=== Aim ===
Give every line of the material again, exactly as written.

====

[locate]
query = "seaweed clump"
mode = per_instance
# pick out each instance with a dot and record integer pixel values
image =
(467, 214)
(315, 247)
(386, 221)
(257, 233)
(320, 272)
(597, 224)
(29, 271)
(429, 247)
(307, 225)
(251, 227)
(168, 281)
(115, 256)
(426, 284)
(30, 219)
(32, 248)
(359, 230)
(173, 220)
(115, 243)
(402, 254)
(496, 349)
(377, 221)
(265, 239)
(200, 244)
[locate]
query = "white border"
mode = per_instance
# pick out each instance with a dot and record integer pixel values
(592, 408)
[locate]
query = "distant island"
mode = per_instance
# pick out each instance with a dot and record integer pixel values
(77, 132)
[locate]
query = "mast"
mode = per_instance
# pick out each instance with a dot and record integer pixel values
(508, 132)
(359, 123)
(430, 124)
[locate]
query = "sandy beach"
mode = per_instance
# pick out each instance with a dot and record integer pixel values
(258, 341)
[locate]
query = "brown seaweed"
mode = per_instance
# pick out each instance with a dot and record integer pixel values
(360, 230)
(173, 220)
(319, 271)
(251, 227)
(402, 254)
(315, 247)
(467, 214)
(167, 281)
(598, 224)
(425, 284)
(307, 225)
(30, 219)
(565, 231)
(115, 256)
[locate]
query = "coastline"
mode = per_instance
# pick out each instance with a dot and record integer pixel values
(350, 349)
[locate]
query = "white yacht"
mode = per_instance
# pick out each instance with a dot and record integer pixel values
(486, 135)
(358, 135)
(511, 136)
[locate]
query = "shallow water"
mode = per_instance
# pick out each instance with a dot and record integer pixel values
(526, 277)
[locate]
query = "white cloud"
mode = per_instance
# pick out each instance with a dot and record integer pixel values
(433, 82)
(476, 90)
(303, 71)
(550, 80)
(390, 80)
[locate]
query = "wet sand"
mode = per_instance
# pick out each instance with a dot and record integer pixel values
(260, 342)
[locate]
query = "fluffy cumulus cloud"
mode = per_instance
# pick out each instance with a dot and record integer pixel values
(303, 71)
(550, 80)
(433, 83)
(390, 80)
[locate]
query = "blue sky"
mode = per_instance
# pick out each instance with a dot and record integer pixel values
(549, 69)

====

=== Response below ===
[locate]
query = "seaweed clump"
mode = per_instance
# pick out each instance with a dot and record integer pixel values
image =
(467, 214)
(315, 247)
(386, 221)
(257, 233)
(320, 272)
(597, 224)
(29, 271)
(429, 247)
(307, 225)
(251, 227)
(168, 281)
(115, 256)
(426, 284)
(30, 219)
(32, 248)
(359, 230)
(173, 220)
(115, 243)
(402, 254)
(496, 349)
(377, 221)
(265, 239)
(200, 244)
[locate]
query = "white border"
mode = per_instance
# pick out each instance with a dot and record integer pixel values
(592, 408)
[locate]
query = "distant island"
mode = per_instance
# pick out each instance with a dot and record integer pixel values
(77, 132)
[locate]
query = "mast"
mode = per_instance
# pick out each instance with a dot and record integer pixel values
(508, 132)
(359, 123)
(430, 124)
[locate]
query = "sandy beach"
mode = per_instance
# pick out each instance with a dot and record integer pixel values
(258, 341)
[locate]
query = "brown seaweed"
mode = per_instance
# pick out each instance with a dot and record integer pixel values
(360, 230)
(173, 220)
(319, 271)
(251, 227)
(402, 254)
(315, 247)
(467, 214)
(167, 281)
(598, 224)
(425, 284)
(307, 225)
(30, 219)
(565, 231)
(115, 256)
[locate]
query = "coastline"
mode = per_instance
# pick out each instance with a dot and record integer pixel values
(350, 349)
[locate]
query = "white yacht"
mode = per_instance
# pick out each instance with a dot and record integer pixel values
(486, 135)
(358, 135)
(511, 136)
[locate]
query = "shallow water"
mode = per_instance
# pick out each instance with a dot and record integer pixel values
(526, 277)
[locate]
query = "white cloud"
mode = per_instance
# pick out each instance with a dot and record integer pixel values
(433, 82)
(476, 90)
(303, 71)
(550, 80)
(390, 80)
[locate]
query = "wet sand"
mode = per_instance
# pick out each instance with a dot and record integer pixel values
(260, 342)
[locate]
query = "fluffy cumulus cloud"
mode = per_instance
# pick out each instance with a dot and record integer pixel values
(303, 71)
(550, 80)
(433, 83)
(390, 80)
[locate]
query = "blue sky"
mode = per_instance
# pick out each instance with a dot and record integer pixel values
(549, 69)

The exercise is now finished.